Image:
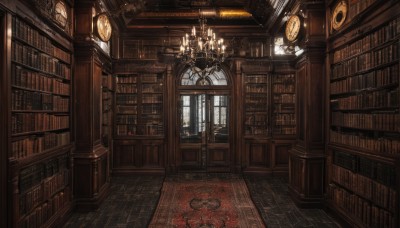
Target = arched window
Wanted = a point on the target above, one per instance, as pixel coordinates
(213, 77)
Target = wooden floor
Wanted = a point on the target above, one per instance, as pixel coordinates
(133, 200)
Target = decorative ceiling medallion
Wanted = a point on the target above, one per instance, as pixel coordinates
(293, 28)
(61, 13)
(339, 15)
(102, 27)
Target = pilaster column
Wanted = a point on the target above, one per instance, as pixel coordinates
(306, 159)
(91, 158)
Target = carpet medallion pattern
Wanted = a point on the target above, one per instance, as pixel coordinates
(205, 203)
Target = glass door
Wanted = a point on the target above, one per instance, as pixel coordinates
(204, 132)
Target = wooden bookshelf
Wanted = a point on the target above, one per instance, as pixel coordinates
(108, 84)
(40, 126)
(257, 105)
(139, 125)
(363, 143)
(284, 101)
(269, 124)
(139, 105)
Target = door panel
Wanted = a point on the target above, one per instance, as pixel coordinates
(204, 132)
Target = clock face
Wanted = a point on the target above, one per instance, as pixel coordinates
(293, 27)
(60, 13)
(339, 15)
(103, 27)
◆ ◆ ◆
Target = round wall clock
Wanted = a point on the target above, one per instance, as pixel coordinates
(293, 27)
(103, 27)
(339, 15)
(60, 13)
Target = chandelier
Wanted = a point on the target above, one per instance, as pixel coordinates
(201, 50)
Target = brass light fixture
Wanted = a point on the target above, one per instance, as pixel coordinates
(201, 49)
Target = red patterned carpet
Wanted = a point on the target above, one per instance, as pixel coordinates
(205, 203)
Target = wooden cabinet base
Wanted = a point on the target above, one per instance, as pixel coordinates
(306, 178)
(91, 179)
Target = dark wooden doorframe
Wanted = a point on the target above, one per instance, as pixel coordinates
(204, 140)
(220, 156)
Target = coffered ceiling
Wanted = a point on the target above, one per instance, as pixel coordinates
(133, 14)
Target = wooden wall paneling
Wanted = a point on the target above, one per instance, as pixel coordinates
◆ ◆ ◆
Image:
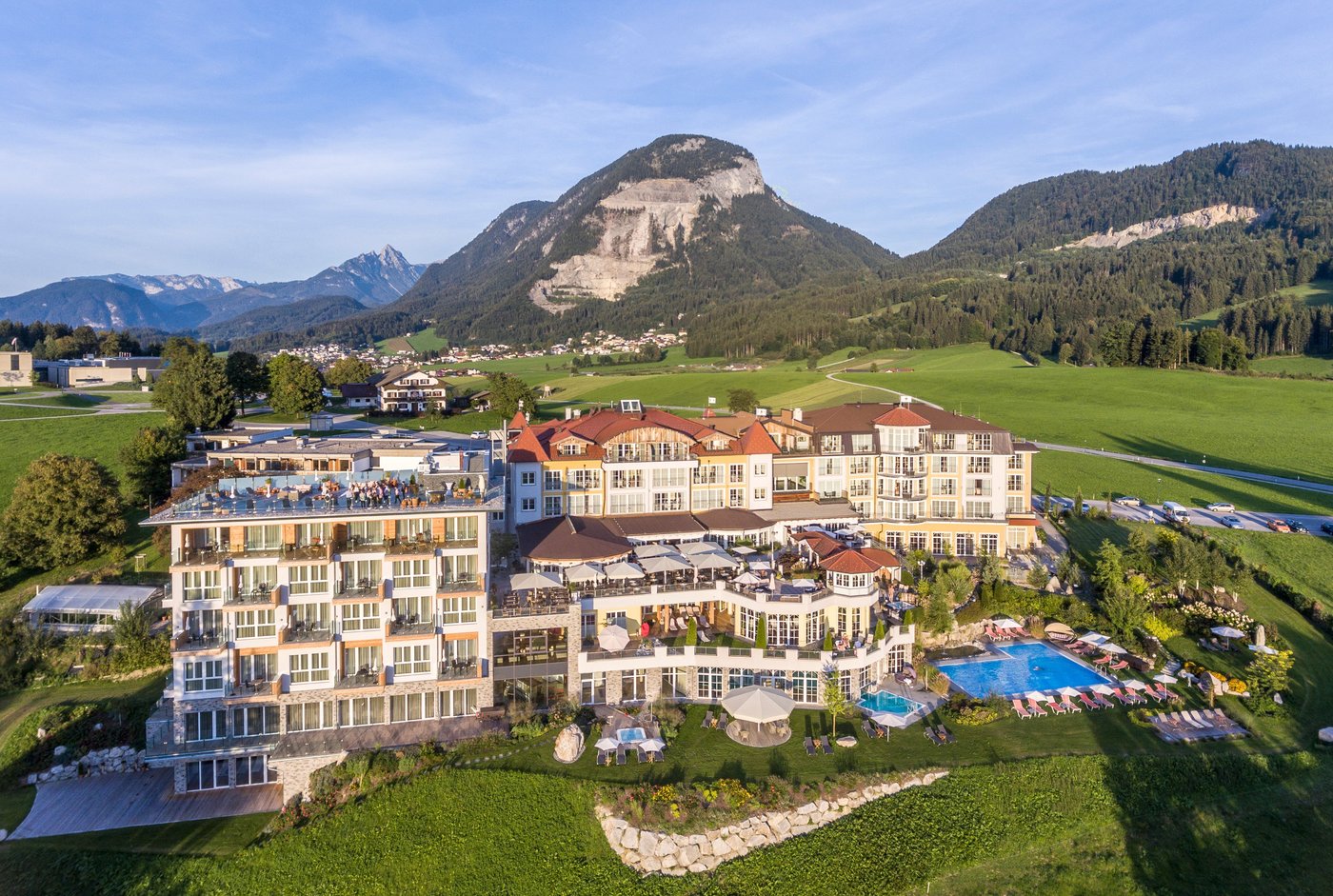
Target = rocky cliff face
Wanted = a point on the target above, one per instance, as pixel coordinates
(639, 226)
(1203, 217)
◆ ◆ ◆
PROBLEM TO WORK ON:
Pick out every row above that contains the string "ceiling" and copy each one. Uppercase and lowercase count as different, so only rows with that exact capitalization qualify.

WORKED ANSWER:
Target = decorative ceiling medallion
Target = coffered ceiling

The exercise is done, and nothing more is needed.